• **Instructions for the task**
Pick out every line of the material below that contains the string "baseball", matching case exactly, and copy each one.

[Excerpts from a point labeling dataset]
───
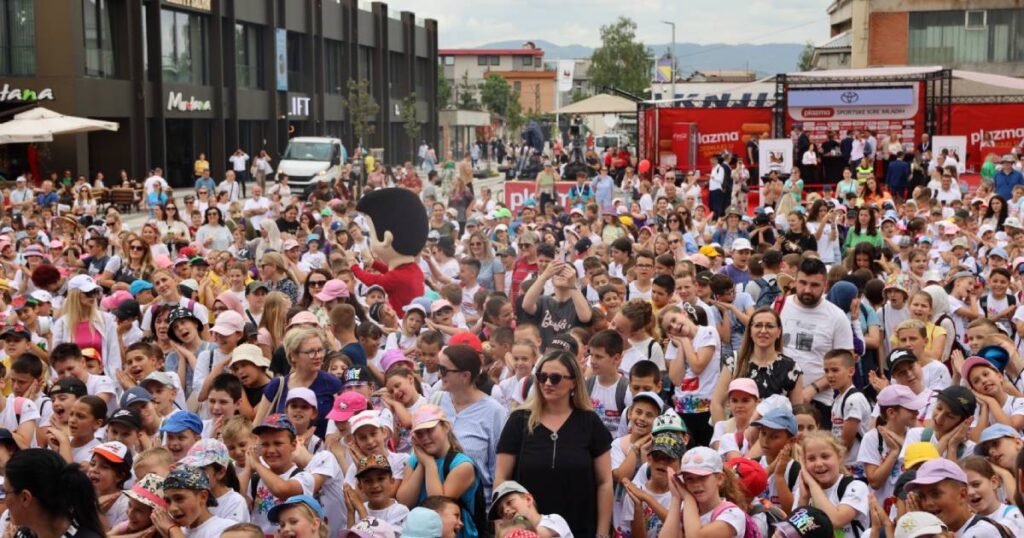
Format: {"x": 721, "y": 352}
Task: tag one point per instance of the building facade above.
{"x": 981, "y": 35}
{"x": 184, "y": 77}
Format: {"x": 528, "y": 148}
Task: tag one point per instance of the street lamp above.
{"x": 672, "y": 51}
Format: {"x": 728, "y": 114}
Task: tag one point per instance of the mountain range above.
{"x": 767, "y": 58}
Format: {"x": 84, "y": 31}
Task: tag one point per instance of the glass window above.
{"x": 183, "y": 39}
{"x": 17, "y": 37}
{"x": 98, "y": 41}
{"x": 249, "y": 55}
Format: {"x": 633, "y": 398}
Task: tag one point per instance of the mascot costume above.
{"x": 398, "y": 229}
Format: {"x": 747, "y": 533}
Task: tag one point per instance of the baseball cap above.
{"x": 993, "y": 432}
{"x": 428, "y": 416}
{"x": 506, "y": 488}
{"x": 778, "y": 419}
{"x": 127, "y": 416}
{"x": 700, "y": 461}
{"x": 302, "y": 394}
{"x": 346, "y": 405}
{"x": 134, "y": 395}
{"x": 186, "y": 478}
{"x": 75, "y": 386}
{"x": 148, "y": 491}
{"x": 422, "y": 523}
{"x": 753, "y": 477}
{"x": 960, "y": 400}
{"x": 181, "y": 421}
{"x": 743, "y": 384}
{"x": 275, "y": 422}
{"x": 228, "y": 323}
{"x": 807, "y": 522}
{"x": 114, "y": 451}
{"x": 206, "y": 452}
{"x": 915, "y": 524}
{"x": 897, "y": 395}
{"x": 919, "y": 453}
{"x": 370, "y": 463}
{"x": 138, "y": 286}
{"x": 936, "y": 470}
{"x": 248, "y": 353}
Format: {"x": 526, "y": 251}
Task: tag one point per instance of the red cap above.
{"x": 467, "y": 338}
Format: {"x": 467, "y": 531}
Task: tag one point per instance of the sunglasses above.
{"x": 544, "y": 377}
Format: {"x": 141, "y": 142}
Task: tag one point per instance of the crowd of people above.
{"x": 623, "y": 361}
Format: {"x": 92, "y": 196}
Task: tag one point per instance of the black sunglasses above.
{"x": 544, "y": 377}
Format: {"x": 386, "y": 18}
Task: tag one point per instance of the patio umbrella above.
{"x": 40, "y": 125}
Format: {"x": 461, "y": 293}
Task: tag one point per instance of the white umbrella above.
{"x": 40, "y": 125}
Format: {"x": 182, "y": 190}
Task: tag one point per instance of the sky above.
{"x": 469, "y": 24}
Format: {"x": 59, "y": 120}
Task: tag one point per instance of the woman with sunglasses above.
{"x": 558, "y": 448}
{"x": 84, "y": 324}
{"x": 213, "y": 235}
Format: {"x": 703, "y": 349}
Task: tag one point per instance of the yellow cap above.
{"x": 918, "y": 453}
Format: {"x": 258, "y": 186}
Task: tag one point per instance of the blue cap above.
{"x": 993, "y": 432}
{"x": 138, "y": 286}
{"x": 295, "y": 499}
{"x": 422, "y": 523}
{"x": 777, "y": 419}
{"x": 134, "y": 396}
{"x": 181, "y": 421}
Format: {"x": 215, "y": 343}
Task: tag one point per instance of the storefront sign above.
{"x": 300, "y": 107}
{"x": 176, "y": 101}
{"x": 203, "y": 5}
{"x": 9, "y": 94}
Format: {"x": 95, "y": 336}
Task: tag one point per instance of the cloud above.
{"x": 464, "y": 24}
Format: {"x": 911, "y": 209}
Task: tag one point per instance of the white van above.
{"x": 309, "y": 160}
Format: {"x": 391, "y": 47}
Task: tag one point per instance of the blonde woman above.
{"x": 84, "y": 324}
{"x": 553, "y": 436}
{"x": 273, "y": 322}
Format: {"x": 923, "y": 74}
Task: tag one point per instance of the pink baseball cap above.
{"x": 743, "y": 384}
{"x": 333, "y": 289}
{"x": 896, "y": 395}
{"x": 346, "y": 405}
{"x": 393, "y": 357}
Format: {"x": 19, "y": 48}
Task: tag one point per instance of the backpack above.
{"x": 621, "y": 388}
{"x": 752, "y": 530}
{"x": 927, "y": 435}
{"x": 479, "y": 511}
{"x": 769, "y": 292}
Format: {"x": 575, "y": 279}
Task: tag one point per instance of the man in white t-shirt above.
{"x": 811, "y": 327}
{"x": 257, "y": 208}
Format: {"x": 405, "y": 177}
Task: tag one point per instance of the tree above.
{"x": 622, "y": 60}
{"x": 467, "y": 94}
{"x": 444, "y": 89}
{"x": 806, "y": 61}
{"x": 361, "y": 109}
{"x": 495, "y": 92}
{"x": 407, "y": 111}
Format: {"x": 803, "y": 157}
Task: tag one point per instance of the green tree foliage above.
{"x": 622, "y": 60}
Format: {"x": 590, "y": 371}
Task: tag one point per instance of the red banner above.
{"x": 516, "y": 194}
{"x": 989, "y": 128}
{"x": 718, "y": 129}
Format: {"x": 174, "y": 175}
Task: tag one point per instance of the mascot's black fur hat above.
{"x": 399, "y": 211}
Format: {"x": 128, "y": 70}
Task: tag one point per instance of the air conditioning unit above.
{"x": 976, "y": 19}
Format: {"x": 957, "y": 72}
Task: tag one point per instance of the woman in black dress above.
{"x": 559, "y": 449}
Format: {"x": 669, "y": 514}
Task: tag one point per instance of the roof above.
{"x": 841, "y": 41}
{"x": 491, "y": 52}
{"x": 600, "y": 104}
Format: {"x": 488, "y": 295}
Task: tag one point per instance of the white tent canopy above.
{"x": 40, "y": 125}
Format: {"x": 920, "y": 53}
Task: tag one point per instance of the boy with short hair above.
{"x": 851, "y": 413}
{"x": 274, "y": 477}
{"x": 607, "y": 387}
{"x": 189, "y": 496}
───
• **Reply to the task**
Task: tag one point per instance of the baseball cap above.
Task: tag one point per instance of the pink baseball cap above.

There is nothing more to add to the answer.